Records for the exercise ::

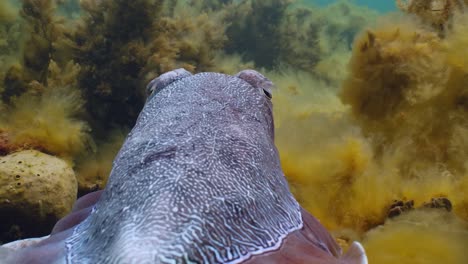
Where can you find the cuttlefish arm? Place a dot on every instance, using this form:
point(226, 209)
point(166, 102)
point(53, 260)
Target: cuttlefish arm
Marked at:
point(211, 134)
point(45, 250)
point(311, 244)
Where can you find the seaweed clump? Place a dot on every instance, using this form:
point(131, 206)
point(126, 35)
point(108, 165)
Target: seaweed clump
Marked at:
point(122, 44)
point(42, 102)
point(436, 13)
point(253, 31)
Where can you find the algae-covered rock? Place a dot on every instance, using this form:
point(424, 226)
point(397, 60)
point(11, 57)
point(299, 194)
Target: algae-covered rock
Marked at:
point(36, 190)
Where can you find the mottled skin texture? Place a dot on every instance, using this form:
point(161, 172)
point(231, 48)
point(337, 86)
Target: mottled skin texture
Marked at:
point(198, 180)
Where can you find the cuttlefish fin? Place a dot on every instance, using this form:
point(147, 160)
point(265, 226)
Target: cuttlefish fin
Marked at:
point(355, 254)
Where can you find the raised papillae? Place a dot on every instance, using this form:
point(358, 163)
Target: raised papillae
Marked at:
point(198, 180)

Your task ::
Copy all of the data above line for line, without changing anything, and leave the pictures out.

Finished exercise ::
Where can you find the cuttlefish arm? Place a dot on every instance, using this form:
point(226, 209)
point(166, 102)
point(53, 260)
Target: cuttlefish arm
Marked at:
point(211, 134)
point(45, 250)
point(311, 244)
Where can you find the seaweed clump? Place a dot on every instance, using this form:
point(131, 206)
point(126, 35)
point(108, 165)
Target: seaweed clump
Marked at:
point(122, 44)
point(42, 102)
point(436, 13)
point(253, 31)
Where can you find the algae-covered rock? Place a dot on every instance, using this form:
point(424, 226)
point(397, 60)
point(11, 57)
point(299, 194)
Target: algae-covered rock
Marked at:
point(36, 190)
Where can you find the mottled skin texture? Place a dot on every instance, using this form:
point(161, 172)
point(231, 48)
point(337, 86)
Target: mottled skin texture
Marked at:
point(198, 180)
Where can you find the cuttlefish fin? Place a dot on every instance, using this form:
point(147, 160)
point(265, 226)
Target: cuttlefish fin
Marked at:
point(355, 254)
Where can you find the raised papillae? Place a dot on every instance, using this form:
point(358, 163)
Target: raised papillae
Marked at:
point(198, 180)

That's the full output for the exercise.